Records for this exercise:

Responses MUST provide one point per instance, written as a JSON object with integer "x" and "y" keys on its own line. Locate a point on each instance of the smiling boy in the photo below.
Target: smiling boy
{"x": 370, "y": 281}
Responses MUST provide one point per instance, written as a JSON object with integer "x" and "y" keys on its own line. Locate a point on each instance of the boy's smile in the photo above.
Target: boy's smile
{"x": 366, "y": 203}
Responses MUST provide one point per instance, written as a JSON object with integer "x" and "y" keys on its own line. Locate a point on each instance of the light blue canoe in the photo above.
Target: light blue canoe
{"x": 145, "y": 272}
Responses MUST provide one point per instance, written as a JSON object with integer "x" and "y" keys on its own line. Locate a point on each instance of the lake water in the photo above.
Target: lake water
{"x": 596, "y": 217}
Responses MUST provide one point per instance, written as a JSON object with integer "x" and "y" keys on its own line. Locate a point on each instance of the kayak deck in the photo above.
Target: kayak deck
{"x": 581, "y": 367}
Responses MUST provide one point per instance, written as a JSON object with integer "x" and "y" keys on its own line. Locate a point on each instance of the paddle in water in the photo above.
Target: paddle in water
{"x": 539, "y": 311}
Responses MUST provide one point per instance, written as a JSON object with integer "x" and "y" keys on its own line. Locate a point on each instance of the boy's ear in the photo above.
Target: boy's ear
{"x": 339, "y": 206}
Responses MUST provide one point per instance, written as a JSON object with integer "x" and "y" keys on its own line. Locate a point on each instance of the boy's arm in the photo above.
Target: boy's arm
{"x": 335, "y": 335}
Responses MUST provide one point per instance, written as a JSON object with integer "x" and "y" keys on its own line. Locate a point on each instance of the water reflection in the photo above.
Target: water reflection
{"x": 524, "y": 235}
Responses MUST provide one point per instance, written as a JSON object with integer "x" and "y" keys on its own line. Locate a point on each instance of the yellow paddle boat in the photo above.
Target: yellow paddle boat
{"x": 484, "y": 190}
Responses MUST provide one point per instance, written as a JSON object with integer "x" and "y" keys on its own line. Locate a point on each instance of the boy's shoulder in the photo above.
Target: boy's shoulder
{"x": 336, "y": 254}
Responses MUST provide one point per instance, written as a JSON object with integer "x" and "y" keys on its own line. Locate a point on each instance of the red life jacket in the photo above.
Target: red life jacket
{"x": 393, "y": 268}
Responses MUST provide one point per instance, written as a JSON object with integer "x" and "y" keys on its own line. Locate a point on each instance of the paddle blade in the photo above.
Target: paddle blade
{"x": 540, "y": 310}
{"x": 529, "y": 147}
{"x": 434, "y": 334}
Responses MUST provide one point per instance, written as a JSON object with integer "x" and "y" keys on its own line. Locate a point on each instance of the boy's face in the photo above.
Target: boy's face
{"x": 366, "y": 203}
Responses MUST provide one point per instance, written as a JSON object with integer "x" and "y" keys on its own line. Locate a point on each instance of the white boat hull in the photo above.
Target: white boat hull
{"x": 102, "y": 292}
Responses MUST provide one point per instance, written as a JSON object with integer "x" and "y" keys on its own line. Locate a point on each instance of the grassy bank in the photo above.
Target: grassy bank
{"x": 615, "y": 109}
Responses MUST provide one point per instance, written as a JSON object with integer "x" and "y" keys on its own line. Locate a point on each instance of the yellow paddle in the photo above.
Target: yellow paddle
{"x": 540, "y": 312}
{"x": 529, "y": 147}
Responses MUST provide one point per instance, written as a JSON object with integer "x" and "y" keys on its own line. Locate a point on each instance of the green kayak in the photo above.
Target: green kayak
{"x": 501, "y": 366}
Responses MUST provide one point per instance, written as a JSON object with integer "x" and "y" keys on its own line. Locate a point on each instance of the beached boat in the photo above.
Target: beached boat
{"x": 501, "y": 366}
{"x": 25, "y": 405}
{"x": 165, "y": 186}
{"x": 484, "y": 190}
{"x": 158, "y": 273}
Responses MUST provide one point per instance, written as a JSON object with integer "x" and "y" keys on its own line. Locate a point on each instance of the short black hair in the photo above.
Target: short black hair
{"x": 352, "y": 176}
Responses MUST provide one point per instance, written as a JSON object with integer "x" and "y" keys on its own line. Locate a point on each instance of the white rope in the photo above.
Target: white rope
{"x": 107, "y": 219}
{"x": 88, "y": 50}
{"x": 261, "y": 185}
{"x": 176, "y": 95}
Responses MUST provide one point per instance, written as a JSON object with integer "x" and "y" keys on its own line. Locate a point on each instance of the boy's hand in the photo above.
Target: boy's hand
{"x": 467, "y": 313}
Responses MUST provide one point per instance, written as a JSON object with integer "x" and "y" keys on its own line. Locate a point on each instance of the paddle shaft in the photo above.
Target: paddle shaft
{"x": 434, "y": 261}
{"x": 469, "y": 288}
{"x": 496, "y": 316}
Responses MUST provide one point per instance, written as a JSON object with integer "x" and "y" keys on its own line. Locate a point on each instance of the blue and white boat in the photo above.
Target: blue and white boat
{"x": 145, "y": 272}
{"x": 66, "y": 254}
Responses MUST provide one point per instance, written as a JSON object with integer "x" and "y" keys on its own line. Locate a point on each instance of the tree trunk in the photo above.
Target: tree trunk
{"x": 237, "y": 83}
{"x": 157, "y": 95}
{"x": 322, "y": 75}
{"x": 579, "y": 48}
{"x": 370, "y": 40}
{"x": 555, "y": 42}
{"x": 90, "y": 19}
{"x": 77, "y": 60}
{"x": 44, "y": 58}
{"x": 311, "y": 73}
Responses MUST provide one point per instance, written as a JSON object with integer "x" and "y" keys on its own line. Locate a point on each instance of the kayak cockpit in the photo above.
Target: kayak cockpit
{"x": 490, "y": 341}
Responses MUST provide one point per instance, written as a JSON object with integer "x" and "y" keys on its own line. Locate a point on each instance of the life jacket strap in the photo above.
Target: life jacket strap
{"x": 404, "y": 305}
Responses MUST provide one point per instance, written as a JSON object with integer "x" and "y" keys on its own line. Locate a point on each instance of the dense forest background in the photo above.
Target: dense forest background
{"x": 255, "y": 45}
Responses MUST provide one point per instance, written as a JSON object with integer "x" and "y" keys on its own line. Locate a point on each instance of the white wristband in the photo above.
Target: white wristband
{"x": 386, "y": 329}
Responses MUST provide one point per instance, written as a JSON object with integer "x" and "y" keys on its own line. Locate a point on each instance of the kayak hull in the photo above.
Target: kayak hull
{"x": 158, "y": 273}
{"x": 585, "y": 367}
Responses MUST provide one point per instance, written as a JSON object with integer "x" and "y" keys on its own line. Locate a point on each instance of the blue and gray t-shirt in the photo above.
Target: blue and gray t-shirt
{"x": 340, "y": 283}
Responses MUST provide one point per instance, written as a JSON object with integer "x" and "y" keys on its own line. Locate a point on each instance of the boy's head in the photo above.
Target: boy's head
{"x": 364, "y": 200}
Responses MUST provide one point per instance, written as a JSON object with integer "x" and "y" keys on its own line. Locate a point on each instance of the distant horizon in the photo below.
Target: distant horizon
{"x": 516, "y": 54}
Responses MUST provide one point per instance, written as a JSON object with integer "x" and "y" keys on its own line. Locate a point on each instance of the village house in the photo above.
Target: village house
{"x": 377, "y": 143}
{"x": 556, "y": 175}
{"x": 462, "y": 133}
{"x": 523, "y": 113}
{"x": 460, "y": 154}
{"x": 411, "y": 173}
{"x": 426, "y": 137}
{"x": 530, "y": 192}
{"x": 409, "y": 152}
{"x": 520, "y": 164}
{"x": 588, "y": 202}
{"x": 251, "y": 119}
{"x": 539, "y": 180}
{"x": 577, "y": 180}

Set exercise:
Would you write down every record again, exactly?

Written answer:
Responses MUST provide one point per instance, written as a JSON object with integer "x" and "y" keys on its own line. Locate a point on each instance of the smiling boy in the photo below.
Target: smiling boy
{"x": 370, "y": 281}
Responses MUST provide one point per instance, written as a JSON object with integer "x" and "y" keys on its own line. Locate a point on each instance of the boy's smile in the photo above.
Target: boy's smile
{"x": 366, "y": 203}
Responses MUST provide one point per instance, written as a JSON object with integer "x" and "y" keys on its own line. Locate a point on each instance of the light blue canoe in the photo above.
Target: light blue canoe
{"x": 145, "y": 272}
Responses MUST provide one point per instance, written as a JSON object with integer "x" and "y" keys on its own line. Locate a point on each instance of the lake water in the photo above.
Target: lake water
{"x": 596, "y": 217}
Responses MUST provide one point per instance, written as a JSON object with integer "x" and "y" keys on its own line. Locate a point on each instance of the kayak deck in the photo above.
Target: kayak deck
{"x": 581, "y": 367}
Responses MUST provide one point per instance, written as a JSON object with integer "x" and "y" keys on its own line. Locate a point on each instance of the paddle in water in the photo above.
Target: paddle in water
{"x": 539, "y": 311}
Responses MUST provide one point per instance, written as a JSON object with integer "x" and "y" keys on its own line. Locate a point on each instance of the boy's ear in the photo above.
Target: boy's ear
{"x": 339, "y": 206}
Responses MUST provide one point per instance, written as a JSON object with integer "x" and "y" keys on its own line. Locate a point on each instance of the boy's arm in the photo above.
Target: boy's arm
{"x": 335, "y": 335}
Responses MUST provide one point per instance, written as a JSON object with integer "x" and "y" keys on its own line. Locate a point on each instance of the water reflection in the photo above.
Target: water reflection
{"x": 524, "y": 235}
Responses MUST provide one point per instance, written as a JSON object with integer "x" and "y" keys on its own line. Locate a point on each instance of the yellow paddle boat in the photo above.
Target: yellow paddle boat
{"x": 484, "y": 190}
Responses MUST provide one point per instance, written as a JSON object with integer "x" and "y" keys on its own line. Locate a point on each instance of the boy's shoulder in the photo above.
Target: boy's shoulder
{"x": 336, "y": 254}
Responses MUST provide one point per instance, written as a JSON object with integer "x" and "y" keys on its own line. Locate a point on each instance of the red life jacket in the photo above.
Target: red life jacket
{"x": 393, "y": 268}
Responses MUST provide one point per instance, written as a JSON object with integer "x" and "y" keys on its own line. Locate a point on each instance of the paddle blade in the photo above.
Target: paddle blade
{"x": 540, "y": 310}
{"x": 529, "y": 147}
{"x": 434, "y": 334}
Responses MUST provide one point per instance, written as a JSON object with integer "x" and "y" keys on its own line. Locate a point on each instance of the boy's face in the photo above.
Target: boy's face
{"x": 366, "y": 203}
Responses MUST provide one point per instance, written as a JSON object with integer "x" and "y" keys on its own line. Locate a point on each instance of the white boat hull in the photo above.
Target: white boat hull
{"x": 102, "y": 292}
Responses MUST provide one point per instance, written as a JSON object with integer "x" and "y" keys on its own line. Locate a point on each instance of the grassy bank in the photo above.
Target: grassy bank
{"x": 615, "y": 109}
Responses MUST provide one point per instance, written as a JSON object with integer "x" and "y" keys on its own line. Locate a point on each instance of the yellow paddle in the photo above.
Target: yellow paddle
{"x": 540, "y": 312}
{"x": 529, "y": 147}
Responses MUST provide one point per instance, written as a JSON object with integer "x" and "y" keys on its own line. Locate a point on each instance of the green kayak in the photo above.
Target: green kayak
{"x": 501, "y": 366}
Responses MUST provide one point per instance, written as a JSON object with integer "x" and "y" keys on its own line. Locate a point on each instance of the beached boat in the photo above.
Target: beached boat
{"x": 501, "y": 366}
{"x": 25, "y": 405}
{"x": 165, "y": 186}
{"x": 484, "y": 190}
{"x": 158, "y": 273}
Responses MUST provide one point per instance, written as a JSON object with integer "x" and "y" keys on its own line. Locate a point on each instance of the short black hair in the photo above.
Target: short black hair
{"x": 352, "y": 176}
Responses MUST provide one point per instance, written as a JSON object with integer "x" and "y" keys on its own line. Locate a point on each instance of the white rope in the photo above.
Target: white rope
{"x": 107, "y": 219}
{"x": 88, "y": 50}
{"x": 261, "y": 185}
{"x": 176, "y": 95}
Responses MUST provide one point per instance, written as a JSON object with integer "x" and "y" keys on its own line. Locate a point on each instance of the boy's hand in the photo above.
Target: boy's hand
{"x": 467, "y": 313}
Responses MUST provide one point per instance, written as a JSON object with integer "x" and "y" keys on its own line. Locate a point on each instance of the paddle shaft in the photo above.
Target: paddle shaft
{"x": 434, "y": 261}
{"x": 469, "y": 288}
{"x": 496, "y": 316}
Responses MUST provide one point per instance, written as a JSON object with integer "x" and "y" keys on its own line. Locate a point on each instance of the blue and white boat in the photo above.
Target: blue and white boat
{"x": 145, "y": 272}
{"x": 66, "y": 254}
Responses MUST provide one point per instance, written as a JSON object with integer "x" and "y" keys on its own line. Locate a point on each instance of the tree trunk in the photo above.
Target: tree trunk
{"x": 237, "y": 83}
{"x": 157, "y": 95}
{"x": 322, "y": 75}
{"x": 579, "y": 48}
{"x": 370, "y": 40}
{"x": 555, "y": 42}
{"x": 90, "y": 19}
{"x": 77, "y": 60}
{"x": 44, "y": 58}
{"x": 311, "y": 73}
Responses MUST provide one point per instance, written as a JSON object with integer "x" and "y" keys on its own line. Locate a point on each instance of the kayak cockpit in the photo above.
Target: kayak cockpit
{"x": 490, "y": 341}
Responses MUST provide one point per instance, written as a JSON object with integer "x" and "y" keys on its own line. Locate a point on each instance of the life jacket strap in the photo above.
Target: life jacket strap
{"x": 404, "y": 305}
Responses MUST provide one point per instance, written as a JSON object with integer "x" and "y" keys on its own line. Locate a point on each instance of the dense forest background in the photo above.
Target: dense forest background
{"x": 255, "y": 45}
Responses MUST provide one point per instance, written as a JSON object with integer "x" and "y" keys on its own line. Locate a point on each instance of the white wristband in the photo above.
Target: white wristband
{"x": 386, "y": 329}
Responses MUST provide one point per instance, written as a JSON object with integer "x" and "y" keys on its own line. Locate a point on each instance of the kayak hull in the photo above.
Target: kayak hull
{"x": 158, "y": 273}
{"x": 585, "y": 367}
Responses MUST provide one point per instance, written as a JSON object with integer "x" and "y" keys on its own line. Locate a point on each instance of the blue and gray t-shirt in the photo above.
Target: blue and gray t-shirt
{"x": 340, "y": 283}
Responses MUST provide one point per instance, written as a JSON object with integer "x" and "y" keys on its own line. Locate a point on each instance of the boy's head in the photo above.
Target: boy's head
{"x": 364, "y": 200}
Responses MUST provide one point per instance, written as a JSON object with integer "x" and "y" keys on its own line. Locate a point on each instance of the distant horizon in the photo below.
Target: distant horizon
{"x": 516, "y": 54}
Responses MUST provide one point per instance, written as a JSON object with integer "x" and "y" keys on its own line. Locate a point on each instance of the village house in the photo above.
Target: village house
{"x": 377, "y": 143}
{"x": 556, "y": 175}
{"x": 462, "y": 133}
{"x": 523, "y": 113}
{"x": 460, "y": 154}
{"x": 411, "y": 173}
{"x": 426, "y": 137}
{"x": 530, "y": 192}
{"x": 409, "y": 152}
{"x": 520, "y": 164}
{"x": 588, "y": 202}
{"x": 251, "y": 119}
{"x": 539, "y": 180}
{"x": 577, "y": 180}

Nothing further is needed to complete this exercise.